→ **The exercise**
Rewrite the material from the line with "Task: ground the green" up to and including its last line as a numbered list, omitting blank lines and leaving out all other lines.

→ **Records supplied**
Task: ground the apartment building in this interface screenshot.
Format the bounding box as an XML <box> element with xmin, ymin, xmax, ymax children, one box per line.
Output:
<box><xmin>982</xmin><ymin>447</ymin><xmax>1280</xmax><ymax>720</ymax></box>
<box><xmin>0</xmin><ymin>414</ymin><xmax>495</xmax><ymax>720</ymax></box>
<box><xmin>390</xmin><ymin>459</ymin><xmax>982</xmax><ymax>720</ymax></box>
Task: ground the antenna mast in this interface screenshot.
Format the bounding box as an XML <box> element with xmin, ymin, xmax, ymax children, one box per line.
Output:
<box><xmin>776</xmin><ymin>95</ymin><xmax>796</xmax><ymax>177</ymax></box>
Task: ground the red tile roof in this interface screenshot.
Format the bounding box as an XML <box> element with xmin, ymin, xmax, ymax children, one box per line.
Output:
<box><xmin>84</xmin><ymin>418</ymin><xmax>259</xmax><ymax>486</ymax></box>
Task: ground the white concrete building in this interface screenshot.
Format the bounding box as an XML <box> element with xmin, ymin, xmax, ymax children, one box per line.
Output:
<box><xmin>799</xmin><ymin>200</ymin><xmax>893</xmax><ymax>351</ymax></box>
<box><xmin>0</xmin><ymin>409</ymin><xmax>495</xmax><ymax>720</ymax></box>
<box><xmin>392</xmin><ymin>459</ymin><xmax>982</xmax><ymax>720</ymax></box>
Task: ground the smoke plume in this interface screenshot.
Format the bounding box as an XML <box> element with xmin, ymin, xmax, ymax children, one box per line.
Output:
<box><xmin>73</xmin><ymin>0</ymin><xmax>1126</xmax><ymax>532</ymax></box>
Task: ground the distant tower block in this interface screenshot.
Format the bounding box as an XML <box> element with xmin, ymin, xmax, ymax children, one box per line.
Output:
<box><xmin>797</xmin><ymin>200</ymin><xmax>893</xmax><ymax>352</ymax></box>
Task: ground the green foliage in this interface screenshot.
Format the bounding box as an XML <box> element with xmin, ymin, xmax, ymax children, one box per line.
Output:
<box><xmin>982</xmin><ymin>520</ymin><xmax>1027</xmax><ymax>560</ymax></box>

→ **Output of the exercise**
1. Task: ground the green foliage in this interface screenshot.
2. Format the bounding box as an XML <box> element with xmin, ymin, xmax, ymax children, one box per line.
3. Output:
4. <box><xmin>982</xmin><ymin>520</ymin><xmax>1027</xmax><ymax>560</ymax></box>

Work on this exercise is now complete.